Complete the following:
• A. From the interview about "Friends and Romans," write out the stretch from "Director Christopher Kublan" through "how are you?" word for word.
• B. In the interview about "Friends and Romans," who is named as the film's original screenwriter?

Passage provided:
□ □ □ □ □
Director Christopher Kublan discusses mafia actor typecasting with his film “Friends and Romans.”

“Friends and Romans” is a film that takes many typecast actors in Hollywood and depicts them in a different light. While these actors are commonly known for their mob or gangster type roles, “Friends and Romans” shows that their appearances can be deceiving as it explores their aspirations of being respected actors. Along this journey we see the prejudice that arises among Italian-Americans which are taken in both a comedic and serious tone as they attempt to put on a Shakespeare production.

We had the chance to speak with the director of this film, Christopher Kublan, about his influences and inspiration in regards to the film and also gained his perspective on the fascination with mob/mafia type films.

Film Fad:

Hey Chris how are you?

Chris Kublan:

Very well thank you.

Film Fad:

So you got the chance to do “Friends and Romans.” I gotta ask, how did the idea of crossing Shakespeare and the mob come about?

Chris Kublan:

The original screenwriter Greg Greenberg had an idea that I think came from his love of mob films, Shakespeare, “Guys and Dolls,” and Marlon Brando. He just had this epiphany one day that there was a connection between them and a film. And he wrote this early draft script that had the basic idea of the film. And when I read it, I immediately saw how smart it was and how much it aligned with my love of these very same genres in films and I’m also a major Marlon Brando aficionado, being a believer that he is the greatest actor in the history of cinema. And it just pumped out of me. The mob genre in America, in a way has become our Shakespeare. It has tragic proportions, complex characters, and resonates for whatever reason with the American experience. Just in the same way that Shakespeare resonated with the English European experience and then made it all the way to us. So I love the parallel with Shakespeare and mob films. It was there and I’m not sure that this idea that Greg Greenberg came up with, if anyone had seen that. It seemed like something that had never been done before and I love originality.

Photo Credit: Vered Rodriguez

Film Fad:

So why do you think Americans in general have such a fascination with the mob? It seems like all of these mob type movies just do so well.
□ □ □ □ □
Dataset excerpt:
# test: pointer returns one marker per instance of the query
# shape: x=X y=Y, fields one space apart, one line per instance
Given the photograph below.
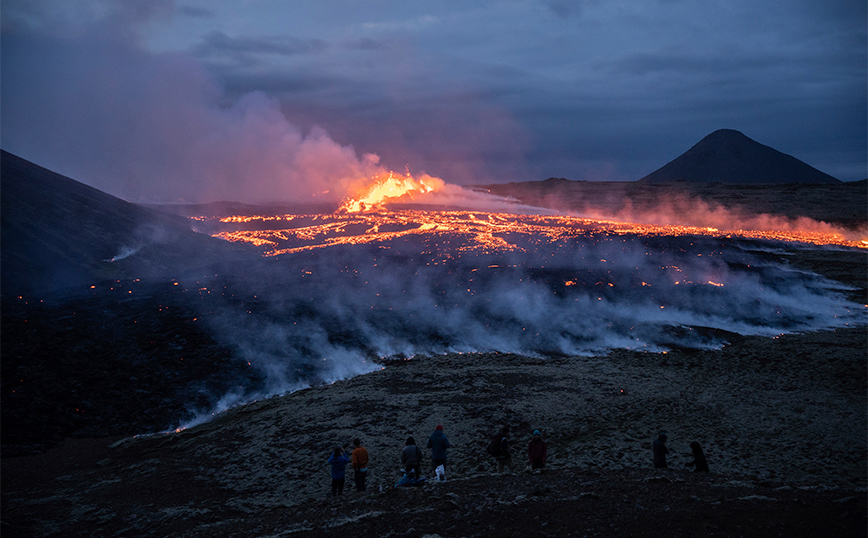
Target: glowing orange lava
□ □ □ □ □
Solutions to each task:
• A.
Director Christopher Kublan discusses mafia actor typecasting with his film “Friends and Romans.”

“Friends and Romans” is a film that takes many typecast actors in Hollywood and depicts them in a different light. While these actors are commonly known for their mob or gangster type roles, “Friends and Romans” shows that their appearances can be deceiving as it explores their aspirations of being respected actors. Along this journey we see the prejudice that arises among Italian-Americans which are taken in both a comedic and serious tone as they attempt to put on a Shakespeare production.

We had the chance to speak with the director of this film, Christopher Kublan, about his influences and inspiration in regards to the film and also gained his perspective on the fascination with mob/mafia type films.

Film Fad:

Hey Chris how are you?

• B. Greg Greenberg